• Set exercise: Write out the data word for word, starting at its first line and ending with the line that contains "[(520, 223), (639, 303)]", including both.

▼

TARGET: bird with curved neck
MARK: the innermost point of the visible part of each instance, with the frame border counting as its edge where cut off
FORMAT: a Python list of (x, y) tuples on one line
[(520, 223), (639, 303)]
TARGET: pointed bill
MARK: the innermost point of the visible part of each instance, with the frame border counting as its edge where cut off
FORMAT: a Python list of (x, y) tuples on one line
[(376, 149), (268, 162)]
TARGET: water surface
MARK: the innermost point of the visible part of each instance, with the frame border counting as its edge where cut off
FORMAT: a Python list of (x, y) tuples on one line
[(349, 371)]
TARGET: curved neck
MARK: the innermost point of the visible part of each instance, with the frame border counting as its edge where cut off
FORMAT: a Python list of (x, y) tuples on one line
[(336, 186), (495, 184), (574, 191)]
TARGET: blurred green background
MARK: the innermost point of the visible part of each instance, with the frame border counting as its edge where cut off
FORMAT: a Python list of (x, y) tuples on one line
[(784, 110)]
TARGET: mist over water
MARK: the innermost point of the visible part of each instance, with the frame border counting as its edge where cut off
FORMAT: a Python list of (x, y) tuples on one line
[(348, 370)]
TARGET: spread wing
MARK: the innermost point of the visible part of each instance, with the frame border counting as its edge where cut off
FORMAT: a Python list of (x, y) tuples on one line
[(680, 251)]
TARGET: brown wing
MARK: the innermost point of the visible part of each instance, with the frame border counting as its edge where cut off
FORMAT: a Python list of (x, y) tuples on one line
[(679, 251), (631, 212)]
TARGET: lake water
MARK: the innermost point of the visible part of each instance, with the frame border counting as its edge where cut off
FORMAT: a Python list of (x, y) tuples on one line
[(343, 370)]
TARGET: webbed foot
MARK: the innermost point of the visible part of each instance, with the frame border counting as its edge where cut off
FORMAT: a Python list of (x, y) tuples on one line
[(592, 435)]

▲

• The response:
TARGET: bird with curved neck
MARK: the innermost point of the visible part of each instance, with the frame border counting as its edge where cut off
FORMAT: a Python list of (x, y) tuples on one line
[(520, 223), (639, 303)]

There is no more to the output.